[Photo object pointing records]
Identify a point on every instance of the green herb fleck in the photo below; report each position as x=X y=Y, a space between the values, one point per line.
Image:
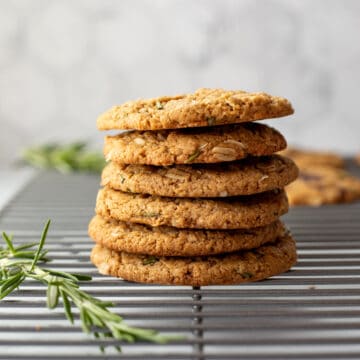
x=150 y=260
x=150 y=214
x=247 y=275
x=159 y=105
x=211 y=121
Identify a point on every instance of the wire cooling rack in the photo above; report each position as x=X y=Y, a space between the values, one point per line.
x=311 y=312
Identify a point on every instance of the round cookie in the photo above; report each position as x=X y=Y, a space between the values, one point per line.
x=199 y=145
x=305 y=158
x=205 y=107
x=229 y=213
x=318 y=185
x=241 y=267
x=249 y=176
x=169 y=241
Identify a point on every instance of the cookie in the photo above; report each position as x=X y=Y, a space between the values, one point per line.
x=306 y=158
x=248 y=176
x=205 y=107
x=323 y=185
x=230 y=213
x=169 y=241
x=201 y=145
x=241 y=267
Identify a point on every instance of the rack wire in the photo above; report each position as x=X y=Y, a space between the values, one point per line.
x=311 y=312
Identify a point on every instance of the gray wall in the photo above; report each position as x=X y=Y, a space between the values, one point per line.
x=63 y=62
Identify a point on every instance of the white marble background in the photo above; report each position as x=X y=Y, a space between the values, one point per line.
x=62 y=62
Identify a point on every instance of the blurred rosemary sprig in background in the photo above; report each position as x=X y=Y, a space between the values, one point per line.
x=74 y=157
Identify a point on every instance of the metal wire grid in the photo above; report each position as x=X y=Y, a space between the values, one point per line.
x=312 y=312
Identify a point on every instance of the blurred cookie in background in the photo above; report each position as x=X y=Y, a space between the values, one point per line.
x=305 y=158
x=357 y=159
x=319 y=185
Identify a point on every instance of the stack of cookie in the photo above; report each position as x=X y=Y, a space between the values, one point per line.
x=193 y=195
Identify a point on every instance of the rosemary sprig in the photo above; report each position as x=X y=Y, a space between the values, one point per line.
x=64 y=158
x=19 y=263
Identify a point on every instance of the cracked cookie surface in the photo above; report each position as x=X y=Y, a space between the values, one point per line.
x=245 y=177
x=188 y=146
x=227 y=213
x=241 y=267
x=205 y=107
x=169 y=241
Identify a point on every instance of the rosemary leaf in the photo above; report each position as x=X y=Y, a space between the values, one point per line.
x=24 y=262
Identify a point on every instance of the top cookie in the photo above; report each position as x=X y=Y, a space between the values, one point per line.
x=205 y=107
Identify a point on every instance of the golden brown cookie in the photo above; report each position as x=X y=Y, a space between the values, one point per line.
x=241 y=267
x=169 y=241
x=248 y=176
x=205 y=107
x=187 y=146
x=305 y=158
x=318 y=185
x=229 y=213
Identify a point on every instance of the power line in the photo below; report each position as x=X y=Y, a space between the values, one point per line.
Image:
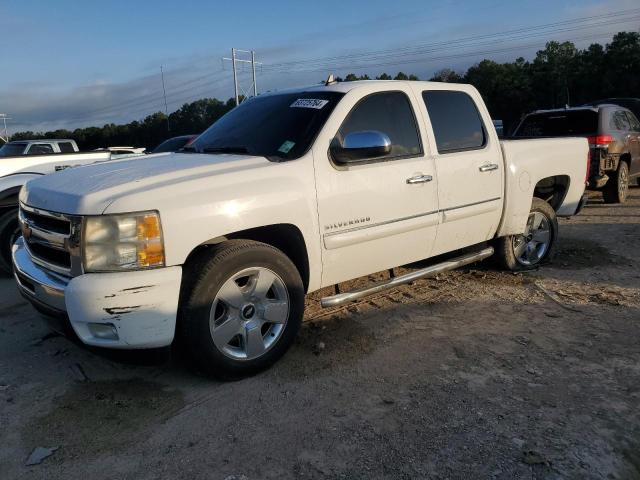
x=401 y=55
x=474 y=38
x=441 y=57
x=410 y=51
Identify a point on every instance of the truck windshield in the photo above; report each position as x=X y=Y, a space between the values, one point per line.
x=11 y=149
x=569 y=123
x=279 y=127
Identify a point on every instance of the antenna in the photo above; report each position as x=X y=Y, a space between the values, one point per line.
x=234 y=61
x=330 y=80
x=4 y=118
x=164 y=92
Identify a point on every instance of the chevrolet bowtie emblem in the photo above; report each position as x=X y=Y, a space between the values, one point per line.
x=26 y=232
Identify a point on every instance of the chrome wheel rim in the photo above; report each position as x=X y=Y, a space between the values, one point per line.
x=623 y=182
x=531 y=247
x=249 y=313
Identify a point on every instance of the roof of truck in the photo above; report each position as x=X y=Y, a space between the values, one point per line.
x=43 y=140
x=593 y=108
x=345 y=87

Required task – Return all of the data above word for word, leaving the pictures out.

Response –
Identify a point on every instance of the green herb fleck in the photo below; report each position as x=X y=Y, a space between the values, one point per line.
Image:
x=150 y=260
x=150 y=214
x=247 y=275
x=159 y=105
x=211 y=121
Identify a point on every instance of the wire cooling rack in the photo above; report each position as x=X y=Y, a space between the values, one point per line.
x=311 y=312
Identify a point on every instance of the round cookie in the photo above; report each position as x=X y=Y, a space between the values, one point per line.
x=199 y=145
x=305 y=158
x=205 y=107
x=229 y=213
x=318 y=185
x=241 y=267
x=249 y=176
x=169 y=241
Identify a point on every instance of the cookie in the photo above; report each position as x=X y=Y, a space between the values, one point per line.
x=306 y=158
x=248 y=176
x=205 y=107
x=323 y=185
x=230 y=213
x=169 y=241
x=201 y=145
x=241 y=267
Identify a point on every instance of the rack wire in the photo above; report each position as x=X y=Y, a space between the values, one point per line.
x=311 y=312
Identify a point on every instance of the gray wall in the photo above; report each position as x=X y=Y, a space between the values, one point per line.
x=63 y=62
Identify a point on every instance of the white marble background in the photo above; report each position as x=X y=Y, a space between the values, one point per line.
x=62 y=62
Identify a point on every instance of the blurred rosemary sprig in background in the photo above; report each position as x=X y=Y, a space between the values, one point per line.
x=74 y=157
Identify a point on every instance of the metal wire grid in the photo above; report each position as x=X y=Y, a space between the values, one point per line.
x=312 y=312
Identify a point on every instance of the blurred cookie in background in the photo above; report each position as x=X y=Y, a space between the values, one point per line.
x=305 y=158
x=357 y=159
x=319 y=185
Identify a point on every instance of the stack of cookie in the photo above; report each position as x=X y=Y, a space between the values, one point per line.
x=193 y=195
Identify a point on every instance of the rosemary sprig in the photo above; report each position as x=X y=Y, a space between the values, one point per line.
x=64 y=158
x=19 y=263
Identify a point on every instance of the cracked cookie surface in the photo above; report each position as x=X y=Y, a space between the values, one point per line.
x=245 y=177
x=188 y=146
x=227 y=213
x=241 y=267
x=205 y=107
x=169 y=241
Identify a point on every instance of the rosemary leaf in the photo above; report each position as x=X y=Y, a space between the values, one point per line.
x=24 y=262
Identify a point on every instance of the top cookie in the photo above; report each position as x=X y=Y, a space between the values, one point per line.
x=205 y=107
Identify a point on every instance of the golden brown cookie in the photo above; report each position as x=X y=Y, a space between the values, one point per line.
x=241 y=267
x=169 y=241
x=248 y=176
x=205 y=107
x=187 y=146
x=305 y=158
x=318 y=185
x=229 y=213
Identify a point on every instance of the power line in the photo below; report each position as x=X y=Y, a space between the values, one point per line.
Image:
x=401 y=55
x=474 y=38
x=441 y=57
x=410 y=51
Identify a point on every instance of the truck windshield in the photo above; report each position as x=X y=Y, a space between the values, one point per line.
x=11 y=149
x=569 y=123
x=279 y=127
Identify a point on every instance of the antenna in the photo above; report each position as x=X y=Y, a space between the values, one point per line.
x=234 y=61
x=330 y=80
x=4 y=118
x=164 y=92
Identify a point on every instance of the chevrolet bowtie emblem in the photo above; report each position as x=X y=Y, a space between the values, one point per line.
x=26 y=232
Identify a point on every instance of the chrome wheel rim in the photo above; report each position as x=X y=Y, a space between the values, one point per line.
x=623 y=182
x=531 y=247
x=249 y=313
Identify a point on every instance of the roof of truck in the photo above; report each position as x=X y=Y, a space between the values, one point per line.
x=43 y=140
x=593 y=108
x=345 y=87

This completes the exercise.